◆ TEXTE DU DOCUMENT:
CA Grenoble, 1re ch., 9 juillet 2024, n° 24/00063

GRENOBLE

Arrêt

Autre

CA Grenoble n° 24/00063

9 juillet 2024

N° RG 24/00063

N° Portalis DBVM-V-B7I-MCKK

C1

N° Minute :

Copie exécutoire délivrée

le :

à :

la SELARL COUTTON GERENTE LIBER MAGNAN

Me Bernard BOULLOUD

AU NOM DU PEUPLE FRANÇAIS

COUR D'APPEL DE GRENOBLE

PREMIÈRE CHAMBRE CIVILE

ARRÊT DU MARDI 09 JUILLET 2024

Appel d'une ordonnance de référé (N° RG 23/01198)

rendue par le Président du Tribunal judiciaire de Grenoble

en date du 07 décembre 2023

suivant déclaration d'appel du 22 décembre 2023

APPELANTS :

M. [W] [P]

né le 29 mai 1985 à [Localité 12] (Bosnie-Herzégovine)

[Adresse 5]

[Localité 4]

Mme [M] [C] épouse [P]

née le 09 mai 1987 à [Localité 10] (Bosnie-Herzégovine)

[Adresse 5]

[Localité 4]

représentés par Me François-Xavier LIBER-MAGNAN de la SELARL COUTTON GERENTE LIBER MAGNAN, avocat au barreau de GRENOBLE

INTIMES :

S.A. BNP PARIBAS PERSONAL FINANCE prise en la personne de son représentant légal domicilié en cette qualité au siège situé :

[Adresse 1]

[Localité 7]

représentée par Me Bernard BOULLOUD, avocat au barreau de GRENOBLE

M. [X] [L]

né le 12 août 1988 à [Localité 6]

[Adresse 9]

[Localité 6]

non représenté

S.E.L.A.R.L. [D] [B] dont le siège social est situé [Adresse 2], représentée par Me [D] [B], prise en sa qualité de liquidateur judiciaire de la SARL FES (FRANCE ECO SOLAIRE) dont le siège social était situé [Adresse 8], selon jugement du 13 juillet 2021 du Tribunal de Commerce de Lyon

non représentée

COMPOSITION DE LA COUR LORS DU DÉLIBÉRÉ :

Mme Catherine Clerc, président de chambre,

Mme Joëlle Blatry, conseiller

Mme Véronique Lamoine, conseiller,

DÉBATS :

A l'audience publique du 14 mai 2024, Madame Lamoine conseiller chargé du rapport, assistée de Anne Burel, greffier, a entendu seule les avocats en leurs observations, les parties ne s'y étant pas opposées conformément aux dispositions des articles 805 et 905 du Code de Procédure Civile.

Elle en a rendu compte à la cour dans son délibéré et l'arrêt a été rendu ce jour.

◆ DONNÉES AFFICHÉES:
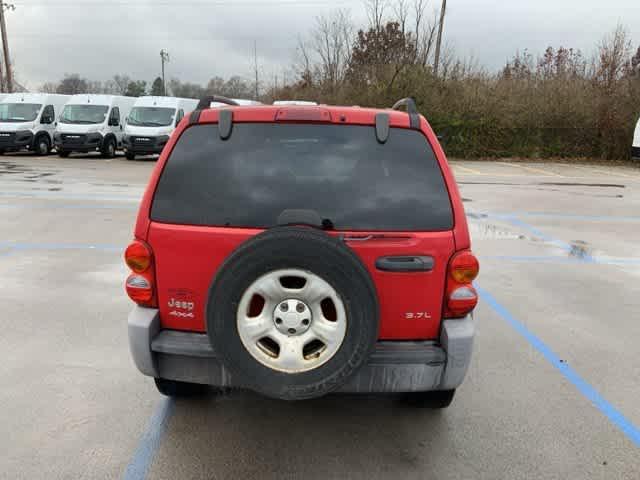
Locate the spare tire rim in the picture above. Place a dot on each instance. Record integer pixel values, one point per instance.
--
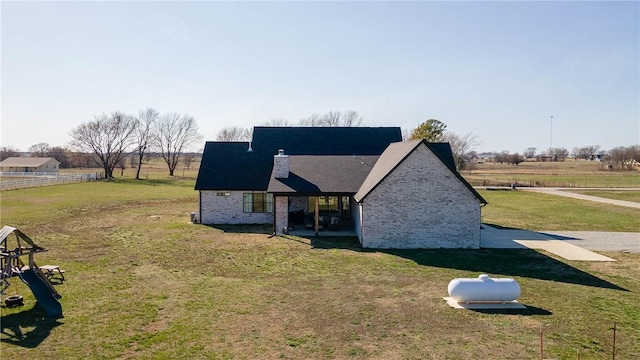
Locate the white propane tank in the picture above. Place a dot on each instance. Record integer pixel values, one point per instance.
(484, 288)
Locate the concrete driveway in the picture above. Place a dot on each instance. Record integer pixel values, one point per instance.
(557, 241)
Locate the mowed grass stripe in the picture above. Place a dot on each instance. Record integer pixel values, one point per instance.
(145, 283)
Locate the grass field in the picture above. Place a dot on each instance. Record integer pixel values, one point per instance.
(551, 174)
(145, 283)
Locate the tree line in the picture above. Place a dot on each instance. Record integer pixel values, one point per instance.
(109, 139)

◆ CONSIGNES:
[1] Répondez brièvement à partir de l'arrêt de la cour d'appel de Grenoble :
(a) À quelle date l'ordonnance de référé frappée d'appel a-t-elle été rendue ?
(b) Qui préside la chambre lors du délibéré ?
(c) À quelle date l'audience publique s'est-elle tenue ?
[2] Poursuivez l'arrêt de la cour d'appel de Grenoble à la suite de sa dernière phrase.

◆ CORRIGÉ DÉTAILLÉ:
[1]
(a) Le 07 décembre 2023.
(b) Mme Catherine Clerc, président de chambre.
(c) Le 14 mai 2024.

[2]
*****

FAITS, PROCEDURE ET PRETENTION DES PARTIES

Selon bon de commande en date du 21 mai 2020, M. [W] [P] a commandé à l'EURL France ECO SOLAIRE dirigée par M. [X] [L], la fourniture et la pose d'une pompe à chaleur, d'une VMC double flux et de panneaux photovoltaïque pour équiper leur maison située [Adresse 5], pour un prix total de 37 900 €, travaux financés par un emprunt souscrit le même jour auprès de la société BNP Paribas Personal Finance sous l'enseigne "CETELEM".

Les panneaux photovoltaïques et la pompe à chaleur ont été posés, et Mme [M] [C] épouse [P] a signé le 28 mai 2020 une attestation de fourniture au vu de laquelle les fonds ont été débloqués par le prêteur au profit de l'entreprise installatrice.

Le 10 août 2020, l'EURL France ECO SOLAIRE a adressé un courriel à Mme [P] lui indiquant que la "mise en service a(vait) été demandée ce jour" et que le "service planning Enedis (prendrait) contact" avec elle dans les prochains jours.

Le 13 juillet 2021, l'EURL France ECO SOLAIRE a été placée en liquidation judiciaire par le tribunal de commerce de Lyon qui a désigné le 3 août 2021 la SELARL [D] [B] en qualité de liquidateur.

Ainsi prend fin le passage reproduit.